### Supplied material
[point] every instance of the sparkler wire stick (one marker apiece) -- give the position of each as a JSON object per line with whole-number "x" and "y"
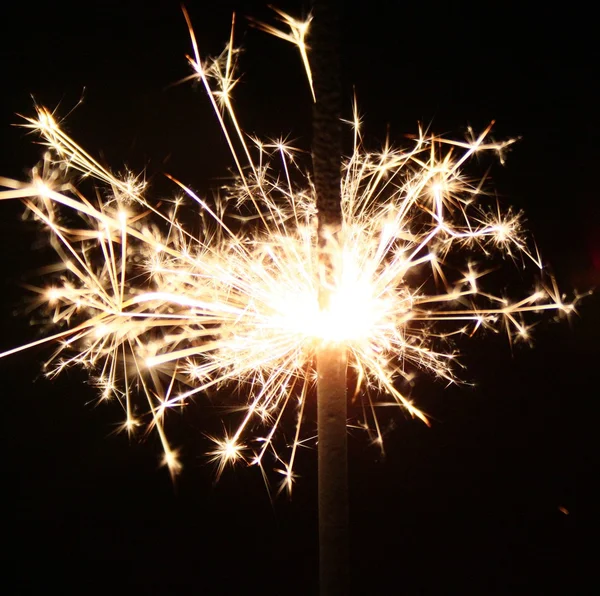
{"x": 394, "y": 266}
{"x": 331, "y": 356}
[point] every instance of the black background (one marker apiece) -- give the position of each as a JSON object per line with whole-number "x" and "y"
{"x": 470, "y": 506}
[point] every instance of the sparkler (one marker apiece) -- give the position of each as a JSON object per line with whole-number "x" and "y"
{"x": 160, "y": 314}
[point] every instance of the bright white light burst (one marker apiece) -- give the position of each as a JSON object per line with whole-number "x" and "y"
{"x": 161, "y": 314}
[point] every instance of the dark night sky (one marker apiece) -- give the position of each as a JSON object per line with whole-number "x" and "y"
{"x": 470, "y": 506}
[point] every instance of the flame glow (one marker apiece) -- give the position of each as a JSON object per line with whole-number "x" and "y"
{"x": 160, "y": 314}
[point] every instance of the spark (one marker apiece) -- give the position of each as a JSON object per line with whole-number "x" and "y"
{"x": 160, "y": 315}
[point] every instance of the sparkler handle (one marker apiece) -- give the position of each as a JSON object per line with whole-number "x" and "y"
{"x": 333, "y": 471}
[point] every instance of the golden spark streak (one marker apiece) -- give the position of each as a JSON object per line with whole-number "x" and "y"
{"x": 169, "y": 314}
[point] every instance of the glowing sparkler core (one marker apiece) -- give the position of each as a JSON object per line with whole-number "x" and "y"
{"x": 169, "y": 315}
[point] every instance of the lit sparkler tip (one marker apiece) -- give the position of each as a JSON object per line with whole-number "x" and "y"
{"x": 158, "y": 311}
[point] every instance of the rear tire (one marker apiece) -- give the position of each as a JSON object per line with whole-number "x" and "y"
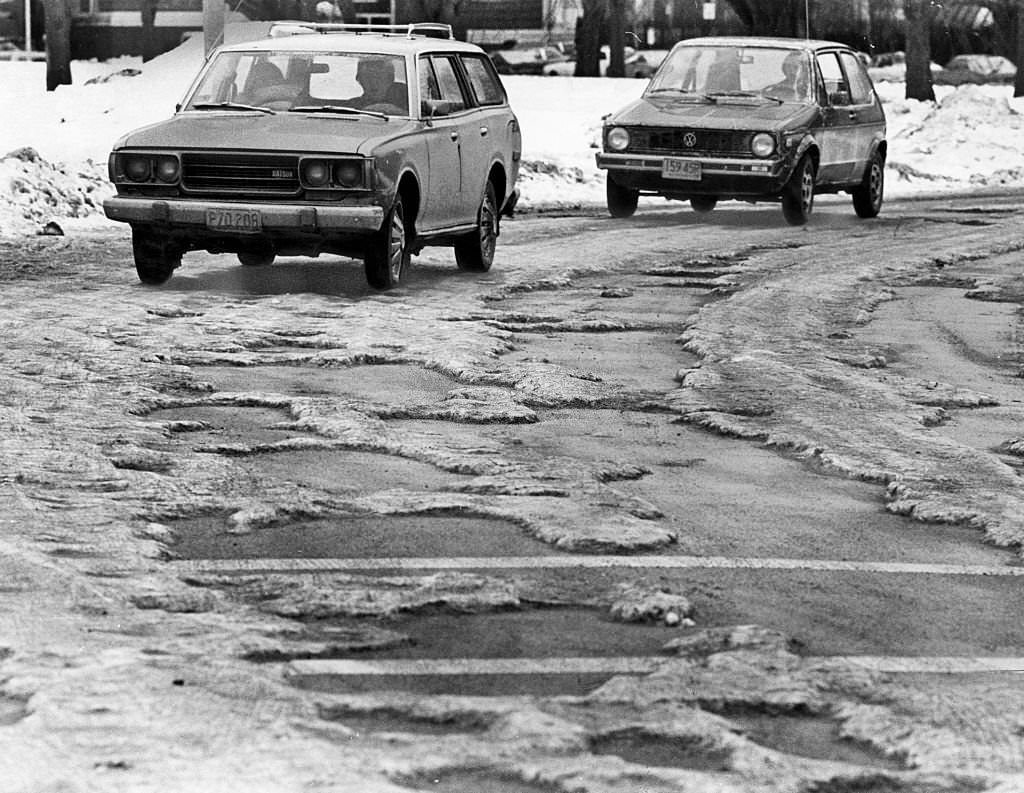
######
* **Requirement**: Return every entry above exactly. Pictures stay out.

* **Written response**:
[point] every instance of the sparkler wire stick (one marker apiece) -- give the position of each as a JSON object per line with whole-number "x" and "y"
{"x": 394, "y": 266}
{"x": 331, "y": 356}
[point] every instance of the black background (one marker apiece) -- give the position of each as a JSON object per line with whole-number "x" and "y"
{"x": 470, "y": 506}
[point] every instance of the sparkler (one marker apiece) -- give the position of each as a JSON object per line with whole-number "x" and "y"
{"x": 160, "y": 314}
[point] every instance of the bright white light burst (one marker apiece) -- give the position of each as a JSON object per line with whole-number "x" and "y"
{"x": 161, "y": 314}
[point] every instance of the dark night sky (one marker apiece) -- give the position of each as a JSON object per line with whole-number "x" and "y"
{"x": 470, "y": 506}
[point] every instance of the flame glow (one marker apiece) -- give the position of each as a JSON object per line with whole-number "x" and "y"
{"x": 160, "y": 314}
[point] every instance of the spark (one marker apiece) -- give the position of each as a JSON object per line with whole-number "x" and "y"
{"x": 160, "y": 315}
[point] every instance of the sparkler handle (one marker apiece) -- give the position of each as a JSON object per line with whole-number "x" and "y"
{"x": 333, "y": 471}
[point] every instance of the golden spark streak (one marker apiece) -- give the position of each as a JSON object per line with whole-number "x" and "y"
{"x": 169, "y": 314}
[point] every instance of the glowing sparkler core (one marker apiece) -- give the position of each as a JSON object per line with whole-number "x" and "y"
{"x": 169, "y": 315}
[point] every instance of the lit sparkler tip (one marker apiece) -- give the position of each as a JSON object per line with whole-number "x" and "y"
{"x": 158, "y": 311}
[point] every instance of the rear tire (one marker apiece) -- give the position of each as a JSON object per line with whole-number "x" and "y"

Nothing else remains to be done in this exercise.